(Source material)
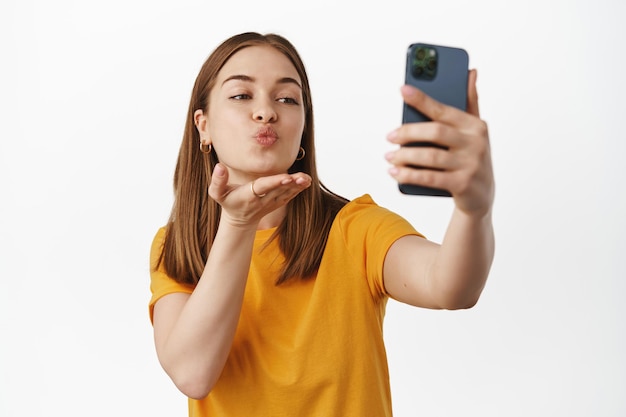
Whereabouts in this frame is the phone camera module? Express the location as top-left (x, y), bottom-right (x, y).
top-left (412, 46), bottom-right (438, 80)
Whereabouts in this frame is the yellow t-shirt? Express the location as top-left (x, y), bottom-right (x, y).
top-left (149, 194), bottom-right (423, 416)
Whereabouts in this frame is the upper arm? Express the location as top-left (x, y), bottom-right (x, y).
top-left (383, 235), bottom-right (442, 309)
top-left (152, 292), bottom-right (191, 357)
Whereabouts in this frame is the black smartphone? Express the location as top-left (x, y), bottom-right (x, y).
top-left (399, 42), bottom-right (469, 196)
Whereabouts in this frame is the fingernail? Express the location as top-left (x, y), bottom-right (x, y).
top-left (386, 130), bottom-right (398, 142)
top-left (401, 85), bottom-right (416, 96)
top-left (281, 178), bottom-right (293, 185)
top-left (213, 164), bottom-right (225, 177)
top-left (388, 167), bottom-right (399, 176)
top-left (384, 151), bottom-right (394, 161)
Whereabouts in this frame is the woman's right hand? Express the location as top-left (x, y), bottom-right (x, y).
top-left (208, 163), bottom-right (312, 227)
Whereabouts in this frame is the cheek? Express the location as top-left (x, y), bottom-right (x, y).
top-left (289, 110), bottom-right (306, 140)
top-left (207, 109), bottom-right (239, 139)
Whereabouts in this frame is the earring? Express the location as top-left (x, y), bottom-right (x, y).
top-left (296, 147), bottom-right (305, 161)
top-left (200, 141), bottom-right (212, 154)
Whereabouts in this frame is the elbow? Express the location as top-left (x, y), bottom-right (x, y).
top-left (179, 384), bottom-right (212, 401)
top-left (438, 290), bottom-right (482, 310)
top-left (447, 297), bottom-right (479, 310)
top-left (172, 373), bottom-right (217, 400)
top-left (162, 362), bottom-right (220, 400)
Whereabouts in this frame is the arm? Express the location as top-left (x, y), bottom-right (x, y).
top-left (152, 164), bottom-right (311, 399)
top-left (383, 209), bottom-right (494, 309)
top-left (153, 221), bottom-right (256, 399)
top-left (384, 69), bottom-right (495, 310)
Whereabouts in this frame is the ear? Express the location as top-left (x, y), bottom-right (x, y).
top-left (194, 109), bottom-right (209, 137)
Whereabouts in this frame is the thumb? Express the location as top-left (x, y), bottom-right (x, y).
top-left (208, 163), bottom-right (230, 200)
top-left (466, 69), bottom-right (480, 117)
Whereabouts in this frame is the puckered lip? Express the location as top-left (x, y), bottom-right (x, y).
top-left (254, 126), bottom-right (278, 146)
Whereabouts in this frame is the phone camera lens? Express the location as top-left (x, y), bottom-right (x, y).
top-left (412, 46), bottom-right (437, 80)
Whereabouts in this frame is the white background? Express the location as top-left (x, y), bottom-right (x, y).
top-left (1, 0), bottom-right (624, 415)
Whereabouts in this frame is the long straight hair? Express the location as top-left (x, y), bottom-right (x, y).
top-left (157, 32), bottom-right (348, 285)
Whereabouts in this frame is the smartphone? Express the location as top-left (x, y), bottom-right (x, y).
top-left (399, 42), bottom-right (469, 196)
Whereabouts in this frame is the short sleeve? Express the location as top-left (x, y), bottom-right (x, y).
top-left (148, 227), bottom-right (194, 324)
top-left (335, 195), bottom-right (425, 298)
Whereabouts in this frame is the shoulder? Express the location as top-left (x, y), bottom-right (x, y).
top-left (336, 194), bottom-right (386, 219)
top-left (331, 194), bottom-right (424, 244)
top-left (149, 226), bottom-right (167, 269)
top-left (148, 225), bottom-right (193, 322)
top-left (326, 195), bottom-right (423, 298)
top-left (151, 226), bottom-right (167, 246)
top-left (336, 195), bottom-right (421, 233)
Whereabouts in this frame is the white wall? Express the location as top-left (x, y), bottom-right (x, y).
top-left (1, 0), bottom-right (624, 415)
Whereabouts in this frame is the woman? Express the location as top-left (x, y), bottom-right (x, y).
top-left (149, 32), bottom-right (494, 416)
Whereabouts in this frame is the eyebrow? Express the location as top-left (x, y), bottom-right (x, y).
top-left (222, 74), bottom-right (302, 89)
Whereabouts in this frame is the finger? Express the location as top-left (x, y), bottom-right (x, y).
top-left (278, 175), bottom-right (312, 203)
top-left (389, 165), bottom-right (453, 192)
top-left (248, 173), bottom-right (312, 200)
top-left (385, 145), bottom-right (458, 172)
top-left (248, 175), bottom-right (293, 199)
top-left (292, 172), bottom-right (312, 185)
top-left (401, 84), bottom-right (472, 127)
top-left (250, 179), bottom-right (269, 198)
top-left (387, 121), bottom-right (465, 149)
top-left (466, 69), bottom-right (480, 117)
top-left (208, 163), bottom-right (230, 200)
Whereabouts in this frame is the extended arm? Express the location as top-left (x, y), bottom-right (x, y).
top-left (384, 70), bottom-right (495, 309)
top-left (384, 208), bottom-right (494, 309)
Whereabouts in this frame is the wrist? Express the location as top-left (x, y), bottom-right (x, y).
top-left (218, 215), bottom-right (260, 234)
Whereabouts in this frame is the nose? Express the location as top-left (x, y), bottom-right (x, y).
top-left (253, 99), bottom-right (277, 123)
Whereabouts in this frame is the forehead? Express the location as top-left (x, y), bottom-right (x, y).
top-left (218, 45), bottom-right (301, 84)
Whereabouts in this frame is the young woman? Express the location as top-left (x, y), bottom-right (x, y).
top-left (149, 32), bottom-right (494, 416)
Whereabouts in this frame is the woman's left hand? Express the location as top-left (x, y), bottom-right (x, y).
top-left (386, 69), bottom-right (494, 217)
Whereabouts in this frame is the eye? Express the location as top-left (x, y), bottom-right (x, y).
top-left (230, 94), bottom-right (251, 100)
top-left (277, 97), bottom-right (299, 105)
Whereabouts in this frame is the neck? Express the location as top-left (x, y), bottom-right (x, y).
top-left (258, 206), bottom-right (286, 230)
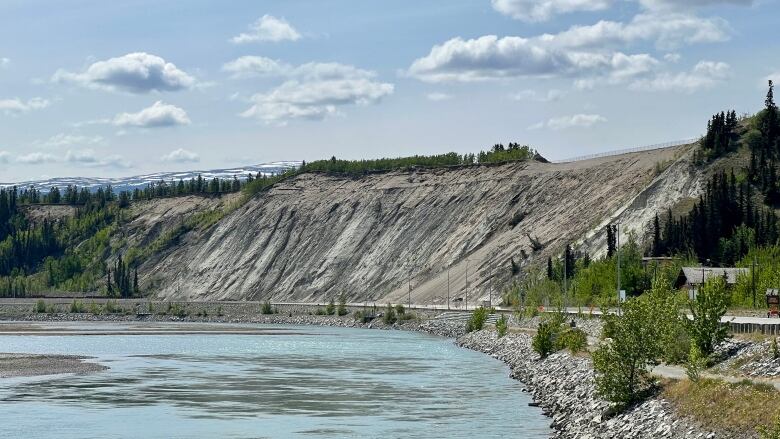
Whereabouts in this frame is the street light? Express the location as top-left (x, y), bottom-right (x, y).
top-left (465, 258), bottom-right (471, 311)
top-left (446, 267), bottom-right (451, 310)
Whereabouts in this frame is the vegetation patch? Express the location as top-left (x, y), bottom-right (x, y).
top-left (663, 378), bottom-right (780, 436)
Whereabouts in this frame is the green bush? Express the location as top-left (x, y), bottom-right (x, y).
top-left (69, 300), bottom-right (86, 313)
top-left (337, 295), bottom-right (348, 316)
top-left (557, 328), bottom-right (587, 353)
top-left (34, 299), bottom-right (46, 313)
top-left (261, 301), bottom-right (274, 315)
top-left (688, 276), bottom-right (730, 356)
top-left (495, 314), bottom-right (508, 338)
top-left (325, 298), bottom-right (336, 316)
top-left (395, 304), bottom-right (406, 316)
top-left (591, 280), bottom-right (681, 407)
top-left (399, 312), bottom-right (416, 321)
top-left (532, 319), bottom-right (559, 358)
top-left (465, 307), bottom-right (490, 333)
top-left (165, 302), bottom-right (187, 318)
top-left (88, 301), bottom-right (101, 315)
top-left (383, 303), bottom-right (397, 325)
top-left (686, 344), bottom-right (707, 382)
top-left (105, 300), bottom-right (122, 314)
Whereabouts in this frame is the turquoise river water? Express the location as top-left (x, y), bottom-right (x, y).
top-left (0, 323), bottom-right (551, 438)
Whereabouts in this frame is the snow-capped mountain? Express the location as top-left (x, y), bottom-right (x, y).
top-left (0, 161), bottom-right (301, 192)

(What to produce) Give the data above again exactly. Leave the pictures out.

(Answer section)
Whereabouts in this frame is the phone camera module? Express the location as top-left (x, y), bottom-right (x, y).
top-left (412, 46), bottom-right (438, 80)
Whereabouts in this frame is the yellow t-shirt? Express the location as top-left (x, y), bottom-right (x, y).
top-left (149, 194), bottom-right (423, 416)
Whereabouts in this frame is the upper arm? Express the location as top-left (x, y), bottom-right (x, y).
top-left (383, 235), bottom-right (442, 309)
top-left (152, 292), bottom-right (191, 357)
Whereabouts in this frame is the black smartphone? Express the location as top-left (x, y), bottom-right (x, y).
top-left (399, 42), bottom-right (469, 196)
Whereabouts in this frame is the fingernail? Express the location as top-left (x, y), bottom-right (x, y).
top-left (386, 130), bottom-right (398, 142)
top-left (401, 85), bottom-right (416, 96)
top-left (281, 178), bottom-right (293, 185)
top-left (213, 164), bottom-right (225, 177)
top-left (388, 167), bottom-right (399, 176)
top-left (384, 151), bottom-right (394, 161)
Whereabouts in this frame is the woman's right hand? Express the location as top-left (x, y), bottom-right (x, y).
top-left (208, 163), bottom-right (312, 227)
Whereabouts in this frame is the cheek? Express the location as top-left (x, y), bottom-right (x, y).
top-left (289, 110), bottom-right (306, 140)
top-left (207, 109), bottom-right (239, 139)
Whereabouts in this frame is the earring? Express the location as top-left (x, y), bottom-right (x, y).
top-left (296, 147), bottom-right (305, 161)
top-left (200, 141), bottom-right (212, 154)
Whereabouts in this frame is the elbow? Express the location as top-left (x, y), bottom-right (x, y).
top-left (179, 384), bottom-right (212, 401)
top-left (438, 290), bottom-right (482, 310)
top-left (447, 297), bottom-right (479, 310)
top-left (172, 373), bottom-right (217, 400)
top-left (162, 362), bottom-right (220, 400)
Whereabouts in this frame is the arm? Express the location as top-left (x, y), bottom-right (x, y).
top-left (152, 164), bottom-right (311, 399)
top-left (383, 209), bottom-right (494, 309)
top-left (153, 221), bottom-right (256, 399)
top-left (384, 69), bottom-right (495, 310)
Whereabouts in this frame is the ear? Express the location as top-left (x, y), bottom-right (x, y).
top-left (194, 109), bottom-right (209, 137)
Whereabouts in this frame is the thumb? Express the location as top-left (x, y), bottom-right (x, y).
top-left (208, 163), bottom-right (230, 200)
top-left (466, 69), bottom-right (480, 117)
Whereabouts in this frame is the puckered lip? Express the location as top-left (x, y), bottom-right (x, y).
top-left (254, 126), bottom-right (278, 146)
Whereabouts in this frame is the phone camera lens? Express the location as top-left (x, y), bottom-right (x, y).
top-left (412, 46), bottom-right (437, 80)
Whereabouts in this frame is the white background? Express the location as top-left (x, y), bottom-right (x, y).
top-left (1, 0), bottom-right (624, 415)
Whereabouts in this frame is the long straight hair? Express the location as top-left (x, y), bottom-right (x, y).
top-left (157, 32), bottom-right (348, 285)
Whereabouts in this frame is the smartphone? Express the location as top-left (x, y), bottom-right (x, y).
top-left (399, 42), bottom-right (469, 196)
Whereabouts in this frame is the short sleeve? Express the location as top-left (x, y), bottom-right (x, y).
top-left (148, 227), bottom-right (194, 324)
top-left (335, 195), bottom-right (425, 298)
Whereabouts in this frame is the shoulder? Express the location as top-left (x, y), bottom-right (x, y).
top-left (336, 194), bottom-right (386, 219)
top-left (331, 194), bottom-right (424, 244)
top-left (149, 226), bottom-right (167, 269)
top-left (148, 225), bottom-right (193, 322)
top-left (326, 195), bottom-right (423, 298)
top-left (151, 226), bottom-right (167, 246)
top-left (336, 195), bottom-right (421, 233)
Whereabouts in this frame is the white wall? Express the location as top-left (x, y), bottom-right (x, y).
top-left (1, 0), bottom-right (624, 415)
Whereabouts in this frame is the woman? Express the location as top-left (x, y), bottom-right (x, y).
top-left (149, 32), bottom-right (494, 416)
Whereabouts in this frame is the eyebrow? Express the location as top-left (x, y), bottom-right (x, y).
top-left (222, 74), bottom-right (302, 89)
Whereabouts in this frame is the finger? Express the location as top-left (x, y), bottom-right (x, y).
top-left (278, 175), bottom-right (312, 203)
top-left (389, 165), bottom-right (453, 192)
top-left (248, 173), bottom-right (312, 200)
top-left (385, 145), bottom-right (458, 172)
top-left (248, 175), bottom-right (293, 199)
top-left (292, 172), bottom-right (312, 185)
top-left (401, 84), bottom-right (472, 127)
top-left (250, 179), bottom-right (269, 198)
top-left (387, 121), bottom-right (465, 149)
top-left (466, 69), bottom-right (480, 117)
top-left (208, 163), bottom-right (230, 200)
Whereabouts in this frame is the extended arm? Express the location as top-left (x, y), bottom-right (x, y).
top-left (384, 70), bottom-right (495, 309)
top-left (384, 208), bottom-right (494, 309)
Whereabouts in this frame is the wrist? Express the location as top-left (x, y), bottom-right (x, y).
top-left (218, 215), bottom-right (260, 234)
Whereabouts in this frame is the nose? Express the location as top-left (x, y), bottom-right (x, y).
top-left (253, 99), bottom-right (277, 123)
Whereabouts in this frame is the forehead? Express the location as top-left (x, y), bottom-right (x, y).
top-left (218, 45), bottom-right (301, 84)
Whereabouts in this frame is the young woman? Express the location as top-left (x, y), bottom-right (x, y).
top-left (149, 32), bottom-right (494, 416)
Whereabouts in this frame is the woman's left hand? Express the location as top-left (x, y), bottom-right (x, y).
top-left (386, 69), bottom-right (494, 217)
Whereabouts in this frame is the eye? Express the location as top-left (x, y), bottom-right (x, y).
top-left (230, 94), bottom-right (251, 100)
top-left (277, 97), bottom-right (299, 105)
Whereabouts in this frame is the neck? Express the location as top-left (x, y), bottom-right (x, y).
top-left (258, 206), bottom-right (286, 230)
Whereabouts in this frame is the street light? Express the location as top-left (x, y), bottom-right (x, y).
top-left (465, 258), bottom-right (471, 311)
top-left (446, 267), bottom-right (451, 310)
Whereabouts in this frame is the vegetation patch? Express the location as top-left (x, y), bottom-right (x, y).
top-left (663, 378), bottom-right (780, 436)
Whereabouts in this frame is the green bush? Express the location as top-left (x, y), bottom-right (x, y).
top-left (69, 300), bottom-right (86, 313)
top-left (337, 295), bottom-right (348, 316)
top-left (557, 328), bottom-right (587, 353)
top-left (34, 299), bottom-right (46, 313)
top-left (261, 301), bottom-right (274, 315)
top-left (688, 276), bottom-right (730, 356)
top-left (495, 314), bottom-right (508, 338)
top-left (325, 298), bottom-right (336, 316)
top-left (395, 304), bottom-right (406, 316)
top-left (591, 280), bottom-right (681, 407)
top-left (399, 312), bottom-right (416, 321)
top-left (532, 319), bottom-right (559, 358)
top-left (465, 307), bottom-right (490, 333)
top-left (165, 302), bottom-right (187, 318)
top-left (88, 301), bottom-right (101, 315)
top-left (383, 303), bottom-right (397, 325)
top-left (686, 344), bottom-right (707, 382)
top-left (105, 300), bottom-right (122, 314)
Whereabouts in this frame is the turquoise river water? Express the location as top-left (x, y), bottom-right (x, y).
top-left (0, 323), bottom-right (551, 438)
Whereabouts in this frame is the snow-capped mountain? Express the location as top-left (x, y), bottom-right (x, y).
top-left (0, 161), bottom-right (301, 192)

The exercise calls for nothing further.